→ Task details: If a line in the data contains "jersey", copy it out.

→ Supplied material:

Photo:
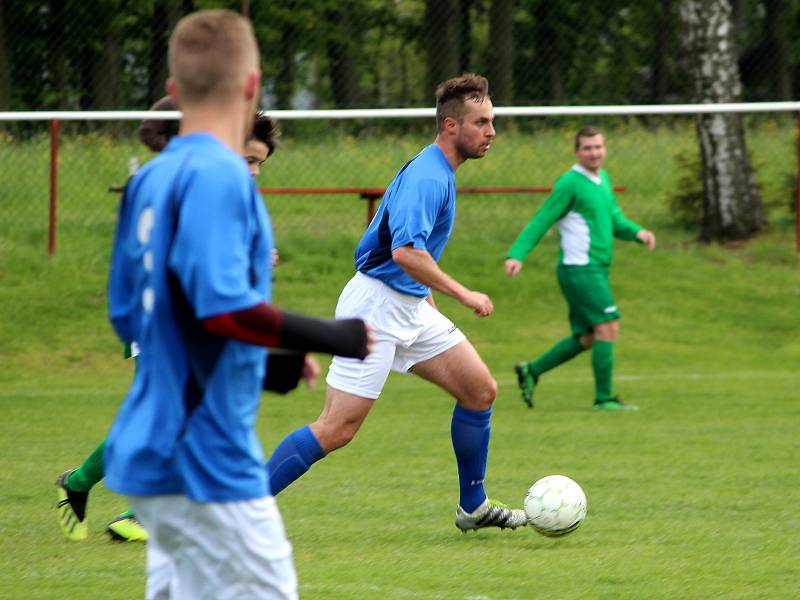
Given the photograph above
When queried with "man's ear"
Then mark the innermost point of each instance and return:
(252, 85)
(172, 90)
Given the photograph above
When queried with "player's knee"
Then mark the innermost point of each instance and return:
(332, 436)
(482, 396)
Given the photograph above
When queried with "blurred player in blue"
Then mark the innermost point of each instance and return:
(74, 485)
(397, 267)
(190, 282)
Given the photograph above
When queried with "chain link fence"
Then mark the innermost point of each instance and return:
(109, 54)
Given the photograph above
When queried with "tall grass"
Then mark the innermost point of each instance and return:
(693, 497)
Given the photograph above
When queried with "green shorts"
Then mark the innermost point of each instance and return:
(588, 295)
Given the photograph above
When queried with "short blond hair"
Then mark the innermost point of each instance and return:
(453, 94)
(210, 54)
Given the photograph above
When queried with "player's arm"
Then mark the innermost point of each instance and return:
(554, 208)
(419, 265)
(267, 325)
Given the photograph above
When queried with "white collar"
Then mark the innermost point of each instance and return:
(586, 173)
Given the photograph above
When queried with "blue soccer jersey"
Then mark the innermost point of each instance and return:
(418, 209)
(193, 241)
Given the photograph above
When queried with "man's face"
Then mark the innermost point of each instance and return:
(475, 133)
(255, 153)
(591, 152)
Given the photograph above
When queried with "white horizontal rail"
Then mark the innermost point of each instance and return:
(401, 113)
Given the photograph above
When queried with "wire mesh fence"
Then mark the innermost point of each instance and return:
(655, 158)
(111, 54)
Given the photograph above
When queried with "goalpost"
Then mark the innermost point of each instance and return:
(56, 117)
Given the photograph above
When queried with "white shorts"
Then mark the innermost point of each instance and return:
(215, 550)
(407, 330)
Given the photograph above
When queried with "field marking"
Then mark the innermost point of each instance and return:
(394, 591)
(557, 380)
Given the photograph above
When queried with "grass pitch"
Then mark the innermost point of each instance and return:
(693, 497)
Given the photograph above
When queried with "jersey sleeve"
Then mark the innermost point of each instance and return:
(414, 212)
(555, 207)
(210, 253)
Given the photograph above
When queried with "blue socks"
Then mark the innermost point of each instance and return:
(292, 458)
(470, 432)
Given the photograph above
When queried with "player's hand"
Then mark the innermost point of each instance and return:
(370, 338)
(310, 371)
(648, 238)
(480, 303)
(513, 267)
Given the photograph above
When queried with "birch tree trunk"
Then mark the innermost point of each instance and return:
(732, 208)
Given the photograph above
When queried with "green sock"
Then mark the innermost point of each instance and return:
(560, 353)
(89, 473)
(603, 366)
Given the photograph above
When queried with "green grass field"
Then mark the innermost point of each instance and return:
(693, 497)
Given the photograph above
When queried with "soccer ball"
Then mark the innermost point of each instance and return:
(555, 505)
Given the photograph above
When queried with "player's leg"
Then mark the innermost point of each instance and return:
(72, 491)
(352, 387)
(605, 335)
(460, 371)
(126, 527)
(528, 373)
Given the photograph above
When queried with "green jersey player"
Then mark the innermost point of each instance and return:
(588, 217)
(73, 486)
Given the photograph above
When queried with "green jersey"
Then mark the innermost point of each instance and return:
(588, 217)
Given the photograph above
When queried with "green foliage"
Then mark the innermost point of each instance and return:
(693, 497)
(68, 54)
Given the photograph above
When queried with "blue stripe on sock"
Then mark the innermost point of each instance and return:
(292, 458)
(470, 431)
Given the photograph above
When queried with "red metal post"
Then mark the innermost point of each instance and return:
(51, 243)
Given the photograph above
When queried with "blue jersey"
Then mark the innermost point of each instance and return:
(193, 241)
(418, 209)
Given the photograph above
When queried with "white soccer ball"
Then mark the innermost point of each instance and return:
(555, 505)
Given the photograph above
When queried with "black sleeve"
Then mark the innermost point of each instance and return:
(342, 337)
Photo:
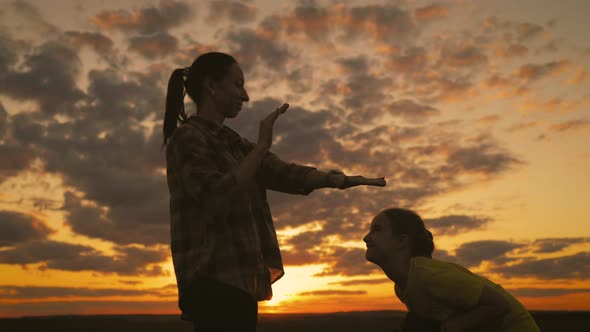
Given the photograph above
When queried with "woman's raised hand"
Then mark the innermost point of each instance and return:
(265, 132)
(337, 179)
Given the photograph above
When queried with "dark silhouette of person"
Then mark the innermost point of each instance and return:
(223, 241)
(439, 296)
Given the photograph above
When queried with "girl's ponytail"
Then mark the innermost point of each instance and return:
(174, 103)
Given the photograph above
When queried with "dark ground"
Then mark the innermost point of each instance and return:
(377, 321)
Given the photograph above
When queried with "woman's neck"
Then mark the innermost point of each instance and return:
(397, 270)
(207, 111)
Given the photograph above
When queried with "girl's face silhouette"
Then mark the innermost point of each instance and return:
(380, 240)
(230, 93)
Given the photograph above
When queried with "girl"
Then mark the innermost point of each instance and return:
(439, 296)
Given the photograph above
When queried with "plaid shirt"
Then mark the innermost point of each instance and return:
(218, 229)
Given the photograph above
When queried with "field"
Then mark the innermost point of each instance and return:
(381, 321)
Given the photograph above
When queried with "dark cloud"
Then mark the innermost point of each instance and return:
(513, 50)
(148, 20)
(253, 49)
(570, 125)
(3, 121)
(471, 254)
(523, 126)
(384, 22)
(575, 266)
(431, 12)
(302, 135)
(16, 227)
(13, 160)
(38, 292)
(349, 262)
(412, 59)
(235, 11)
(483, 156)
(412, 111)
(332, 292)
(532, 72)
(356, 282)
(9, 48)
(49, 77)
(552, 245)
(463, 56)
(32, 16)
(455, 224)
(154, 46)
(545, 292)
(527, 31)
(71, 257)
(100, 43)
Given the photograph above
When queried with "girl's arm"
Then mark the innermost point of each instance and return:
(491, 305)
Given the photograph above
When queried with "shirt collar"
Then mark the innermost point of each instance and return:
(213, 128)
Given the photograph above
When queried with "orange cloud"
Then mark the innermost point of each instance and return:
(533, 72)
(431, 12)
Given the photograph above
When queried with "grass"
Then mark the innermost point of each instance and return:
(378, 321)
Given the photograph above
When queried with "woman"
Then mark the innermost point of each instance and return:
(439, 296)
(224, 245)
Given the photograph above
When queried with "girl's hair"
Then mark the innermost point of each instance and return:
(191, 80)
(410, 223)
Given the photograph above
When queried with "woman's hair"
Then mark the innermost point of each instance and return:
(409, 222)
(213, 66)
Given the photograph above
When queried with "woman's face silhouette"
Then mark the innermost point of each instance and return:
(230, 93)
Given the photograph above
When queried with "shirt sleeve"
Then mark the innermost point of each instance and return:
(285, 177)
(279, 175)
(452, 284)
(202, 178)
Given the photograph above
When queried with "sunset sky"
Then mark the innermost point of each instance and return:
(476, 113)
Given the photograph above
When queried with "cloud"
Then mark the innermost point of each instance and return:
(513, 50)
(482, 157)
(323, 24)
(348, 262)
(14, 159)
(154, 46)
(32, 15)
(546, 292)
(570, 125)
(474, 253)
(251, 48)
(237, 12)
(527, 31)
(521, 126)
(49, 78)
(455, 224)
(575, 266)
(3, 121)
(356, 282)
(462, 57)
(552, 245)
(148, 20)
(412, 59)
(16, 227)
(39, 292)
(384, 22)
(431, 12)
(332, 292)
(72, 257)
(412, 111)
(100, 43)
(532, 72)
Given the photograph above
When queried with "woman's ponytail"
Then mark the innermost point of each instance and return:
(174, 103)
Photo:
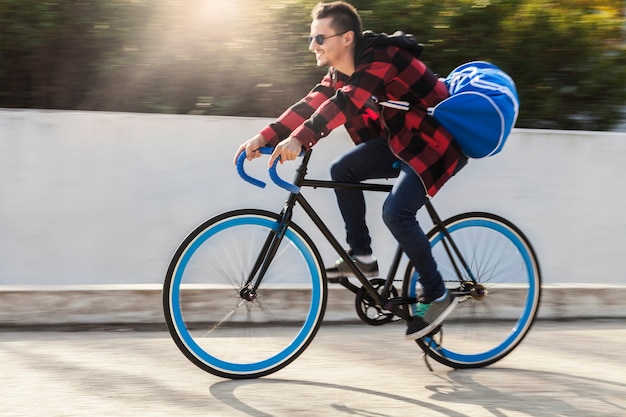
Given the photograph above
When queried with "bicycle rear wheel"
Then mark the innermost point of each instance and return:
(484, 327)
(219, 330)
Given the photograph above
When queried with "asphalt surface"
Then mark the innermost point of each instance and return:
(571, 368)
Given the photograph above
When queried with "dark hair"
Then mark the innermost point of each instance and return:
(344, 15)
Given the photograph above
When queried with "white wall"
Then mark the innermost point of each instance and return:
(105, 198)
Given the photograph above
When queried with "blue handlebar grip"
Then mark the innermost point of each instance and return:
(240, 160)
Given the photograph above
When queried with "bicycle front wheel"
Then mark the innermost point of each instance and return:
(488, 324)
(223, 332)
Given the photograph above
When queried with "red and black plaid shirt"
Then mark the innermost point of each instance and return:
(383, 72)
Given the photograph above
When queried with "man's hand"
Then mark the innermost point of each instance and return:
(287, 150)
(251, 148)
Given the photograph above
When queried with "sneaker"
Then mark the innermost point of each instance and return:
(342, 270)
(429, 316)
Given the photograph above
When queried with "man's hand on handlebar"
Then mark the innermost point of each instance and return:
(287, 150)
(251, 148)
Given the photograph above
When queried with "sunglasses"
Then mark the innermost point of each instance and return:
(319, 39)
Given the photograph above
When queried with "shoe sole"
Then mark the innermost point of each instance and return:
(337, 278)
(432, 326)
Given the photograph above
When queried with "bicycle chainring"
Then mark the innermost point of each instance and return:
(366, 308)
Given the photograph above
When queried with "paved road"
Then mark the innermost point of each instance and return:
(561, 369)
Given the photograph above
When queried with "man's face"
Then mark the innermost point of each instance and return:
(332, 49)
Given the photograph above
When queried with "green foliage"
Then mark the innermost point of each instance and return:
(250, 57)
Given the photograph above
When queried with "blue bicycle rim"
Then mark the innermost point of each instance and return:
(307, 328)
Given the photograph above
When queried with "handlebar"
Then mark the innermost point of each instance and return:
(272, 172)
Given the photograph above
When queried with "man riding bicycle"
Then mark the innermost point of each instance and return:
(367, 73)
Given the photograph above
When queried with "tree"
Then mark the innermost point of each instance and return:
(250, 57)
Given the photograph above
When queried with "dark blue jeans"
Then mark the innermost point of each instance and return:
(372, 160)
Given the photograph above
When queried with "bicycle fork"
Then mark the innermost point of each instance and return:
(267, 253)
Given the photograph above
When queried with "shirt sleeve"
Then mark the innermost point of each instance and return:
(297, 114)
(345, 104)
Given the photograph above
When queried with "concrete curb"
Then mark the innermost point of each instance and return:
(141, 304)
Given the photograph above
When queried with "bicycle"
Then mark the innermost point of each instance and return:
(246, 291)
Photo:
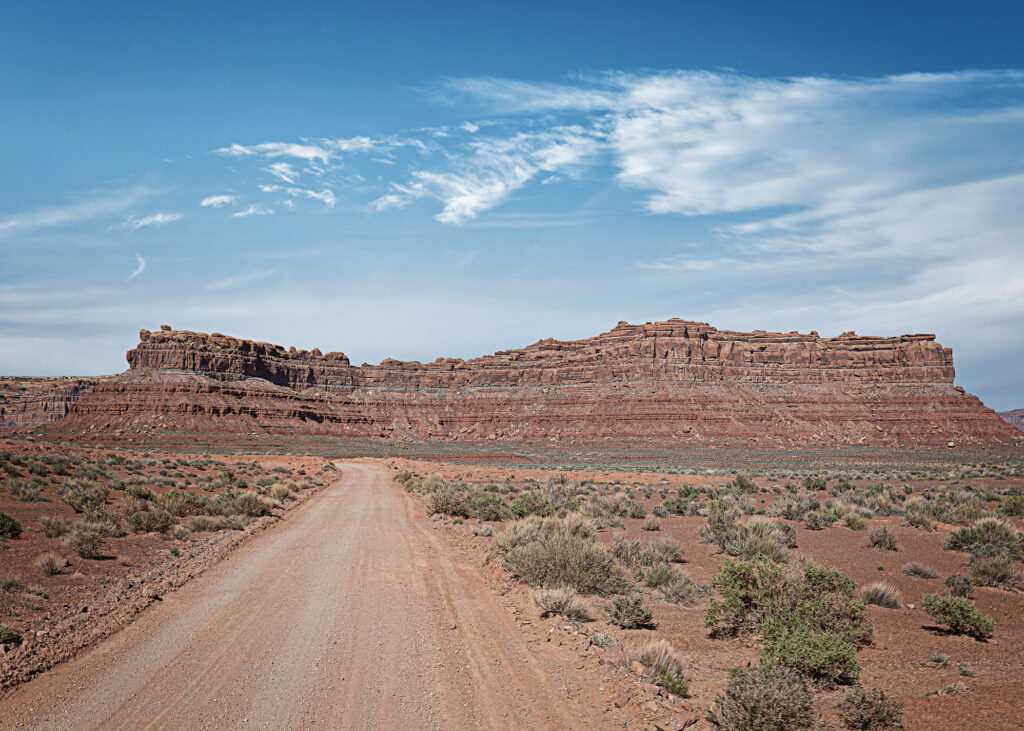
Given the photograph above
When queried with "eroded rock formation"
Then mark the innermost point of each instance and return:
(29, 402)
(677, 381)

→ Solution below:
When queried with "blue soccer jersey"
When queried with "jersey sleeve"
When queried with "green jersey player"
When queried with "green jersey"
When queried with "blue jersey"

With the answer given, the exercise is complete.